— Start of Text —
Introduction to Ground-water Recharge, Discharge, and Sustainability

As Kansas water resources become fully allocated and demand for ground water increases, ground-water managers are faced with the difficult task of ensuring the future viability of the resource. With the rise in public environmental awareness, ground-water managers also are concerned with protecting natural environments that are dependent upon the ground water, such as stream baseflows, riparian vegetation, aquatic ecosystems, and wetlands. Sustainable use of ground water must ensure not only that the future resource is not threatened by overuse and depletion, but also that natural environments that depend on the resource are protected. Trade-offs between ground-water use and potential environmental impacts always will exist, and therefore a balanced approach to water use between development and environmental requirements needs to be advocated. However, to properly manage ground-water resources, managers need accurate information about the inputs (i.e., recharge) and outputs (i.e., pumpage and natural discharge) within each ground-water basin, so that the long-term behavior of the aquifer and its sustainable yield can be estimated or reassessed.

Estimating recharge is critical in any analysis of ground-water systems and the impacts of withdrawing native water from them. In water-resource investigations, ground-water models are often used to simulate the flow of water in aquifers, and, when calibrated, may be used to predict long-term behavior of an aquifer under various management schemes. Without a good estimate of recharge and its spatio-temporal distribution, these models become unreliable. Accurate estimates of recharge and recharge mechanisms also are necessary to assess the risk of ground-water contamination, particularly diffuse agricultural contamination (such as from nitrates and pesticides). Clearly, understanding recharge is critical to managing most ground-water systems.

Under natural or virgin conditions and over long periods of time (before any development), ground-water recharge is balanced by ground-water discharge, i.e., Recharge = Discharge. Because ground water is nearly always moving, it will naturally flow from the recharge areas to the discharge areas. The discharge from the aquifers may occur in a variety of ways such as flow to streams, lakes, and springs; water use (transpiration) by phreatophytic vegetation that draws its water from the water table or its capillary fringe; evaporation from playas and areas of very shallow water table; leakage to adjacent aquifers; or flow to the sea.

Pumping ground water constitutes an additional withdrawal from the system that was in a natural state of balance under virgin conditions. In order for the system to reach a new equilibrium (a state of sustainability), the pumping must either cause the recharge to increase, and/or it must cause the discharge to decrease. Ground-water pumping usually has little impact on the recharge, especially under arid and semiarid conditions with deep water tables, because recharge is determined mostly by climatic conditions, although in areas of intense irrigation, return flows to the underlying aquifer could be significant. Pumping, however, can decrease ground-water discharge by lowering shallow water tables, thus reducing ground-water evapotranspiration and seepage to streams, springs, lakes, or wetlands. In hydrogeologic terms, pumping can capture ground-water discharge. The position of the water table, which normally reflects the distribution of the recharge and discharge areas, as well as the geometry of the aquifer and its hydrogeologic properties, will change as the system adjusts to the change in discharge. Thus, declines in ground-water levels are not necessarily an indication that the sustainable yield of an aquifer is being exceeded, but simply that the water balance has been altered (Cook et al., 2001), and may reflect a temporary decrease in aquifer storage that occurs before a new equilibrium is established.
— End of Text —
— Start of Source data —
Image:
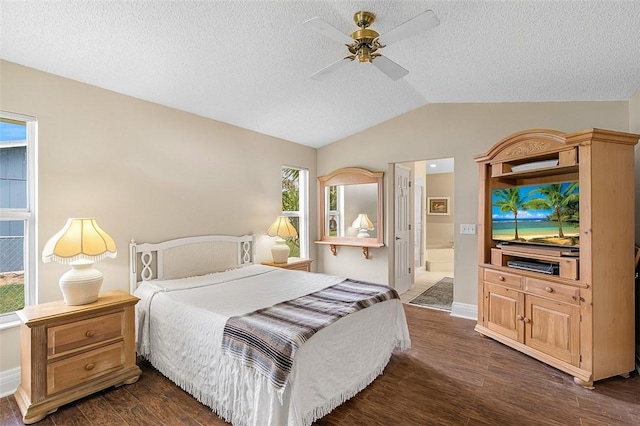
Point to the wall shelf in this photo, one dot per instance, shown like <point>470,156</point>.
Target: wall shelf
<point>333,246</point>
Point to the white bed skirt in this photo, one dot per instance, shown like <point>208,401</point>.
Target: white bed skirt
<point>320,381</point>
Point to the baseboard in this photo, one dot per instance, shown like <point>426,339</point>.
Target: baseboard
<point>9,381</point>
<point>464,310</point>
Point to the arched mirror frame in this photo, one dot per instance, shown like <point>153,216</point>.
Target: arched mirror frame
<point>351,176</point>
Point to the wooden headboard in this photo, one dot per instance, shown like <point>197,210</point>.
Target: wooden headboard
<point>189,256</point>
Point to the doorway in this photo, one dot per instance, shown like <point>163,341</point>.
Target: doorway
<point>432,223</point>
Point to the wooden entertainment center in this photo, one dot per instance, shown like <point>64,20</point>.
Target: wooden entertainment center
<point>580,317</point>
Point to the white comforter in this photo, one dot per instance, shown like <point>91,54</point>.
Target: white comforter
<point>180,325</point>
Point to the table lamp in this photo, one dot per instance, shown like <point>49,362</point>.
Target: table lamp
<point>363,224</point>
<point>80,243</point>
<point>281,228</point>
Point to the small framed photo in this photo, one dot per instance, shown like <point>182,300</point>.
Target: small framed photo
<point>438,206</point>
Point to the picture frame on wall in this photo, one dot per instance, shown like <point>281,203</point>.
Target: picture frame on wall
<point>438,206</point>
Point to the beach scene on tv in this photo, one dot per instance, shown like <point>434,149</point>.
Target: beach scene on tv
<point>546,214</point>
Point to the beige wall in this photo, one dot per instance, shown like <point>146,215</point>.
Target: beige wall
<point>634,126</point>
<point>450,130</point>
<point>144,171</point>
<point>151,173</point>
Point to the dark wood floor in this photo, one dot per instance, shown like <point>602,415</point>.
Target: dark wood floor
<point>450,376</point>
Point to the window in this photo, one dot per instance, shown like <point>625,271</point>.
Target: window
<point>17,213</point>
<point>295,205</point>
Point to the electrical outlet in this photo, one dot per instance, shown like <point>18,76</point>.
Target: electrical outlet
<point>468,228</point>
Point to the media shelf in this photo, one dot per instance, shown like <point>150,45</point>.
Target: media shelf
<point>567,261</point>
<point>580,320</point>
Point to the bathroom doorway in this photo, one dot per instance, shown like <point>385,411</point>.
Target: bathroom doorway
<point>433,224</point>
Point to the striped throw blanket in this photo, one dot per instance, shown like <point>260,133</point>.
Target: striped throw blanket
<point>267,339</point>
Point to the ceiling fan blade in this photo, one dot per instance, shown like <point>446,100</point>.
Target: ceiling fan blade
<point>424,21</point>
<point>390,68</point>
<point>328,30</point>
<point>319,75</point>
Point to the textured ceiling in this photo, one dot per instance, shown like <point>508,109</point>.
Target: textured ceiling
<point>247,62</point>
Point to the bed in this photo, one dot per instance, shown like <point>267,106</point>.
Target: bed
<point>192,289</point>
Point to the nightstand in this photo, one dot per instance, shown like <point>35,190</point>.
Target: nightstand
<point>69,352</point>
<point>297,264</point>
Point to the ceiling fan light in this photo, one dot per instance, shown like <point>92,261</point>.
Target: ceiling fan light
<point>364,54</point>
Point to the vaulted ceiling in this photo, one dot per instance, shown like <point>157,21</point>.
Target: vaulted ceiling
<point>247,63</point>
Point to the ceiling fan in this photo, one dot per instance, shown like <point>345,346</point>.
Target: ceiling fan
<point>365,42</point>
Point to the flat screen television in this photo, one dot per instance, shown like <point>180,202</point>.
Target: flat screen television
<point>547,214</point>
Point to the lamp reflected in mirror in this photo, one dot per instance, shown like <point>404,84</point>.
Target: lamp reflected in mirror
<point>363,224</point>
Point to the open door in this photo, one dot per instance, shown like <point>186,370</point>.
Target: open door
<point>403,241</point>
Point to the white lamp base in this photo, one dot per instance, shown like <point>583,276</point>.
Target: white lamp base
<point>81,284</point>
<point>280,251</point>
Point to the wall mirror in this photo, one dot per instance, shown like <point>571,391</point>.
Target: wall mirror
<point>351,209</point>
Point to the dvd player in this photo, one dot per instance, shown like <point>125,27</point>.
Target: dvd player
<point>542,267</point>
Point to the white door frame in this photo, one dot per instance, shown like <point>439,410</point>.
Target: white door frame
<point>392,234</point>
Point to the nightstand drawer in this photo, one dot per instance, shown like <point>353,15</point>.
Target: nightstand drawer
<point>77,369</point>
<point>67,337</point>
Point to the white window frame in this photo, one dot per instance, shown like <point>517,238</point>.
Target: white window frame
<point>303,213</point>
<point>27,214</point>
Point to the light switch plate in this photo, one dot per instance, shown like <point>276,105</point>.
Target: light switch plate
<point>468,228</point>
— End of Source data —
- What to work on
1) Arrange the records as a JSON list of strings, one string per line with blank lines omitted, starting at the line that contains "Point to the textured" and ending at the line that contains "<point>392,234</point>".
2) Pick up the text on ground-water recharge and sustainability after its last sentence and continue writing it.

- Expected outputs
1)
[
  "Point to the textured ceiling in this photo, one dot per instance, shown like <point>508,109</point>.",
  "Target: textured ceiling",
  "<point>247,62</point>",
  "Point to the bed in this photo, one dot per instance, shown like <point>267,106</point>.",
  "Target: bed",
  "<point>192,289</point>",
  "Point to the nightstand in this photo, one dot per instance, shown like <point>35,190</point>.",
  "Target: nightstand",
  "<point>69,352</point>",
  "<point>297,264</point>",
  "Point to the ceiling fan light in this photo, one dot per instance, shown like <point>92,261</point>.",
  "Target: ceiling fan light",
  "<point>364,54</point>",
  "Point to the vaulted ceiling in this photo, one dot per instance, shown like <point>157,21</point>.",
  "Target: vaulted ceiling",
  "<point>247,63</point>",
  "Point to the ceiling fan in this photo, one dot per instance, shown like <point>345,346</point>.",
  "Target: ceiling fan",
  "<point>365,42</point>",
  "Point to the flat screen television in this photo, one dot per instance, shown like <point>180,202</point>.",
  "Target: flat screen television",
  "<point>547,214</point>",
  "Point to the lamp reflected in mirror in this photo, one dot per instance, shown like <point>404,84</point>.",
  "Target: lamp reflected in mirror",
  "<point>363,224</point>",
  "Point to the open door in this photo, one dot per instance, shown like <point>186,370</point>.",
  "Target: open door",
  "<point>403,241</point>",
  "Point to the white lamp base in this photo, one dot per instance, shown like <point>583,276</point>.",
  "Target: white lamp base",
  "<point>81,284</point>",
  "<point>280,251</point>",
  "Point to the wall mirror in this photo, one dot per instance, shown like <point>571,391</point>.",
  "Target: wall mirror",
  "<point>351,209</point>",
  "Point to the dvd player in this photo, one dot per instance, shown like <point>125,27</point>.",
  "Target: dvd player",
  "<point>542,267</point>",
  "Point to the white door frame in this photo, one dot per instance, shown like <point>439,410</point>.",
  "Target: white door frame",
  "<point>392,234</point>"
]

2)
In order for a ground-water system to be sustainable, pumping must be balanced by an equal capture of discharge and/or recharge. If pumping exceeds the total amount of natural recharge or discharge from the system, ground-water mining occurs, and the system is no longer sustainable. However, even without regard to the environment, it is not always possible to extract all of the natural aquifer recharge or discharge. In some cases, wells will run dry before natural ground-water discharges are reduced to zero. The fraction of recharge that can theoretically be extracted from an aquifer under steady-state conditions will depend on the geometry of the aquifer system, and, in particular, on the location of the pumping wells relative to the natural recharge and discharge zones (Bredehoeft et al., 1982; Sophocleous, 1998a, 2000a; Bredehoeft, 2002). Therefore, the sustainable yield of aquifers, and thus the environmental impact of ground-water extraction, depends not only upon the volume extracted, but also on the location of pumping wells relative to recharge and discharge areas, and sometimes also on the timing of the extraction. Prediction of environmental impacts of ground-water extraction always requires detailed investigation of natural ground-water recharge and discharge processes.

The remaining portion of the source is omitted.